--- Begin Source excerpt ---
What are Companies Doing With All That Blockchain? 4 250

Bitcoin smashed everything up last year. The little known digital currency skyrocketed so high it dominated headlines by the holidays. But by now we’re seeing what wasn’t so clear in 2017: the revolutionary magic isn’t Bitcoin itself, and it’s not even necessarily cryptocurrency. It’s blockchain technology.

The decentralized ledger at the heart of all blockchains dramatically shifts the distribution of power. Like open source software, it democratizes products, business and transactional relationships. We’re still finding out what it can and can’t do. But here are some of the major ways businesses are leveraging blockchain technology right now.

Financing Through ICO

Instead of groveling for venture capital or launching an IPO, companies built on blockchain are launching ICOs. The result is an armada of businesses big and small developing their own branded currencies. These currencies will, hopefully, theoretically, gain in value like company shares. As the company profits, early investors profit. Everybody’s happy. In theory.

However, 46 to 59 percent of 2017’s ICOs have already gone belly up, and some critics are arguing that launching an ICO is putting a millstone around your company’s neck.

Despite the haters, new ICOs are coming out every week, in virtually every industry imaginable. The finance industry has the biggest slice of these: 14.2 percent of all ICOs are finance related. The remaining 85.8 percent are scattered across dozens of industries, from entertainment to education, all seeing ICO disruption as well.

It’s still anyone’s guess if ICOs have staying power as a business strategy. Time will tell. There’s a theory that ICOs will be short lived this year due to SEC interference, and token offerings will have to take some other form. But for now, ICOs just keep rolling on out.

Smart Contracts

Among the most powerful blockchain advantages for businesses to embrace are smart contracts. Ethereum pioneered this feature, and made it available for companies to use and modify according to their needs. The way it works is pretty simple: person number one specifies a list of conditions; if person two fulfills the conditions, they’re automatically paid in tokens. If they don’t, the tokens are automatically withheld. Kind of like an escrow vending machine. This decentralizes a lot of legal processes, and in many cases removes the need for judges, lawyers and paperwork.
--- End Source excerpt ---
__What this exercise asks__:
**a)** Print the passage of the blockchain article from "It’s still anyone’s" up to and including "lawyers and paperwork.", word for word.
**b)** Supply what follows in the article on businesses using blockchain, starting right after its final sentence.
--- Begin Stored data ---
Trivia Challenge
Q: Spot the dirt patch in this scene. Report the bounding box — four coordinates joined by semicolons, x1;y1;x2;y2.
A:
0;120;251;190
--- End Stored data ---
__Answers for the tasks__:
**a)**
It’s still anyone’s guess if ICOs have staying power as a business strategy. Time will tell. There’s a theory that ICOs will be short lived this year due to SEC interference, and token offerings will have to take some other form. But for now, ICOs just keep rolling on out.

Smart Contracts

Among the most powerful blockchain advantages for businesses to embrace are smart contracts. Ethereum pioneered this feature, and made it available for companies to use and modify according to their needs. The way it works is pretty simple: person number one specifies a list of conditions; if person two fulfills the conditions, they’re automatically paid in tokens. If they don’t, the tokens are automatically withheld. Kind of like an escrow vending machine. This decentralizes a lot of legal processes, and in many cases removes the need for judges, lawyers and paperwork.

**b)**
By now, building smart contracts into your ICO is par for the course. The open source, customizable nature of smart contracts makes them useful in ways only limited by the vendor’s creativity. But imagine, for example, standard housing leases replaced by smart contracts. That’s what Rentberry is working on. The result would be a smoother, decentralized experience for both tenants and landlords.

Next Level P2P

The gig economy is still booming, but it’s old enough to be hitting some obstacles. One of the biggest problems with gig economy companies are the companies themselves. How many times did Uber get into hot water last year and make headlines for the wrong reasons? But suppose you could use a ridesharing app that didn’t have a company like Uber at the center of it. Suppose, in other words, it was truly decentralized and P2P.

That’s the idea behind A2B, a fully decentralized taxi token. There are ICOs popping up to challenge AirBnB, too, as well as many other gig economy heavyweights. Why does this matter? Because blockchain technology takes the P2P idea one step closer to full democratization. People transaction with people, unburdened by a centralized entity. The term “sharing economy” might even come back into style.

What Companies Aren’t Doing

These are just a few examples of how companies are using blockchain technology to shake things up. But there’s also reason to consider the companies who are doing nothing with blockchain. Major tech leaders like Google, Amazon and Facebook haven’t bothered to pick up on blockchain technology. Their ambivalence could be a significant red flag. Considering their historical eagerness to get their hands dirty with innovative tech, their silence about crypto is deafening.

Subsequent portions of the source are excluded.